##### Dataset rows

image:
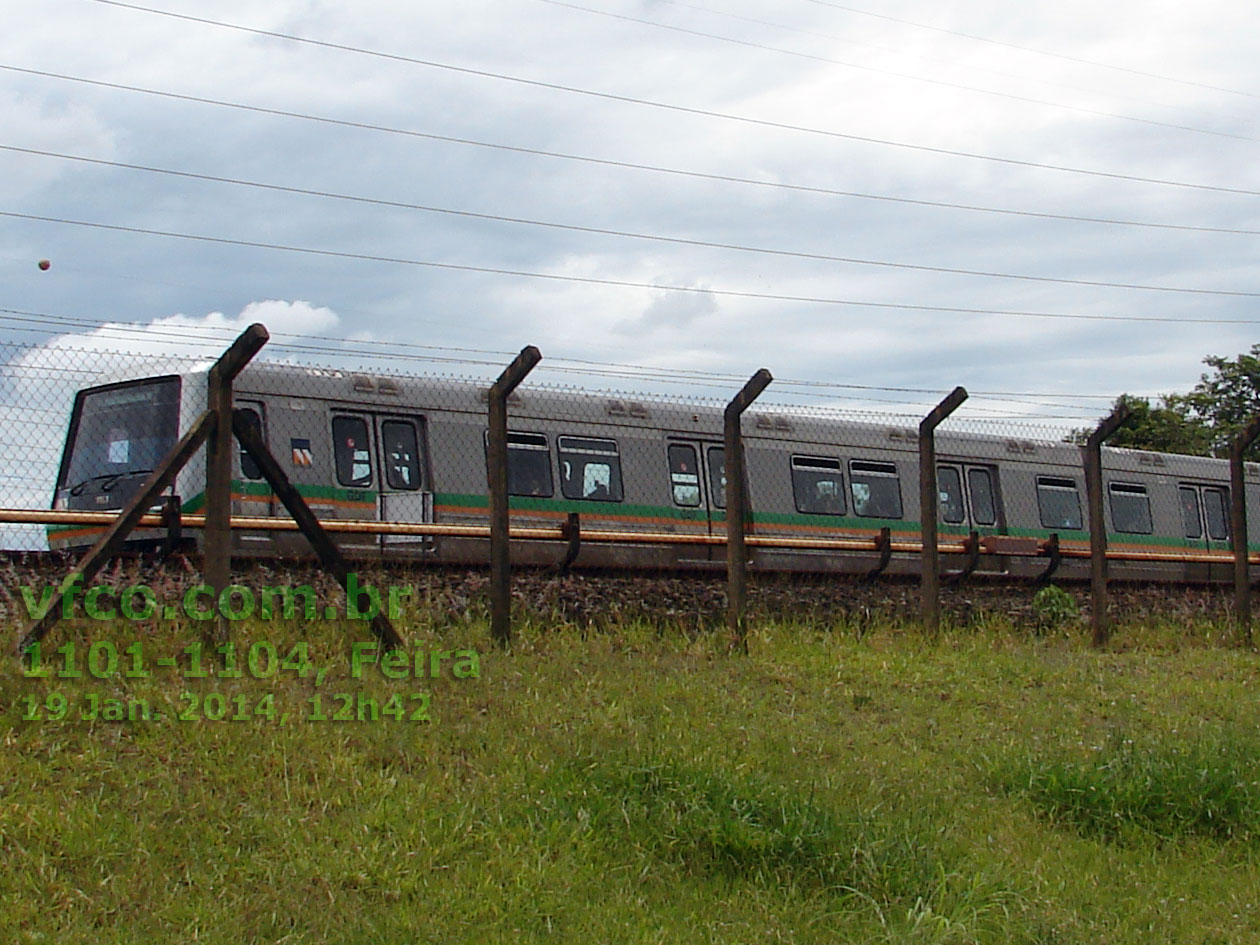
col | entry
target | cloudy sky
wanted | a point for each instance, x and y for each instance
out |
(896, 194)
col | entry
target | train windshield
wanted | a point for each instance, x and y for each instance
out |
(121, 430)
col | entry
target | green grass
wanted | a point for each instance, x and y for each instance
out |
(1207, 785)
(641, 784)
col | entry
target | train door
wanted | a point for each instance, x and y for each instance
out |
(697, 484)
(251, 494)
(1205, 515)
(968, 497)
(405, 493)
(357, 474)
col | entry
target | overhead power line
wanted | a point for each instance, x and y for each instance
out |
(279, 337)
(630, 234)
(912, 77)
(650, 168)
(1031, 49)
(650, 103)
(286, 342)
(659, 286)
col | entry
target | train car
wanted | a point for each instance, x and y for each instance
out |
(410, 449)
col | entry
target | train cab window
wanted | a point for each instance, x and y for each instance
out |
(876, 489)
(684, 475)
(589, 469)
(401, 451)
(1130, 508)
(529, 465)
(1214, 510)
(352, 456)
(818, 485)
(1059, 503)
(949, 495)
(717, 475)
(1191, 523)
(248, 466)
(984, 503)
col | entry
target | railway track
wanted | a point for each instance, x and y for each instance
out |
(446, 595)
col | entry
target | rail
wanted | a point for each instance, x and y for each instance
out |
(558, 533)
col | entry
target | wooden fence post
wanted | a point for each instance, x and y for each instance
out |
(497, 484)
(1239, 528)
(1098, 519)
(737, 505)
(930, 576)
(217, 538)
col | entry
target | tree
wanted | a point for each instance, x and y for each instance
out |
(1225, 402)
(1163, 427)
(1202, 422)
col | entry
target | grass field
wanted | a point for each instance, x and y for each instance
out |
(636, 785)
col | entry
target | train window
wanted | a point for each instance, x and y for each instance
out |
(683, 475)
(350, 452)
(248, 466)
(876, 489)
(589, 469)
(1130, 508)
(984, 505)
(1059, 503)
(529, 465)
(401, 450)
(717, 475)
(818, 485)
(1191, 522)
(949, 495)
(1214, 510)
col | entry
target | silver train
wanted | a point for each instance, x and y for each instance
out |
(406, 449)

##########

[Short problem]: Transcribe all entries above exactly. Drop the pictures.

[Reply to the task]:
image:
col | entry
target | cloudy sky
wanted | a point for each instance, x and y for each instance
out |
(896, 194)
col | entry
target | train windshield
wanted | a point for each instance, x and y for each instance
out |
(121, 430)
col | entry
target | green grass
wanted | a point for each instance, x and y for each instance
out |
(1207, 785)
(641, 784)
col | entry
target | train door
wanted | a point for each instance, x and y for each instance
out |
(697, 484)
(251, 494)
(1205, 515)
(968, 497)
(405, 493)
(357, 474)
col | entry
target | overhead power line
wanted | a point for each instance, x and y for each instance
out |
(279, 337)
(630, 234)
(912, 77)
(650, 168)
(1031, 49)
(650, 103)
(286, 342)
(659, 286)
col | entry
target | train car
wanted | a point for each instance, x and y for each instance
out |
(410, 449)
col | entry
target | train cab window
wanted | a point for each instance, x and y for each instance
out |
(876, 489)
(684, 475)
(589, 469)
(401, 451)
(1130, 508)
(529, 465)
(1214, 510)
(352, 456)
(818, 485)
(1059, 503)
(949, 495)
(717, 475)
(1191, 523)
(248, 466)
(984, 503)
col | entry
target | railway track
wanted | a point for each instance, x and y for each instance
out |
(446, 595)
col | entry
target | rail
wanted | a point for each instance, x and y for each instance
out |
(558, 533)
col | entry
target | wooden fence post
wanted | a point for each instance, x and y for each instance
out |
(497, 484)
(1239, 528)
(1098, 519)
(737, 505)
(930, 576)
(217, 538)
col | entry
target | tree
wanted | a point for each instance, x and y for each instance
out |
(1225, 402)
(1163, 427)
(1202, 422)
col | entry
target | grass field
wanted | a point for each instance, x and y for each instance
out |
(636, 785)
col | entry
target | train window
wanted | a point for each instance, x and y for each instance
out |
(683, 475)
(350, 452)
(248, 466)
(876, 489)
(589, 469)
(1130, 508)
(984, 505)
(1059, 503)
(529, 465)
(401, 450)
(717, 475)
(818, 485)
(1191, 522)
(949, 495)
(1214, 510)
col | entry
target | silver train
wanted | a point for each instance, x and y for each instance
out |
(406, 449)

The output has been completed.